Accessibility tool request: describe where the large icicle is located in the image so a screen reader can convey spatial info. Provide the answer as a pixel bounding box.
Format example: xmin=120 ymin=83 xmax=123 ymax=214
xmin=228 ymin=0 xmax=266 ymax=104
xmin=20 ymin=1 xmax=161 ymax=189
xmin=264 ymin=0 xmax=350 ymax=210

== What you will do ==
Give a word-for-word copy of the records.

== Exercise solution ==
Accessibility tool request: describe where the large icicle is located in the image so a screen reader can convey spatial info. Provide the answer as a pixel bounding box.
Format example: xmin=120 ymin=83 xmax=123 ymax=214
xmin=228 ymin=0 xmax=266 ymax=104
xmin=20 ymin=1 xmax=161 ymax=189
xmin=264 ymin=0 xmax=350 ymax=210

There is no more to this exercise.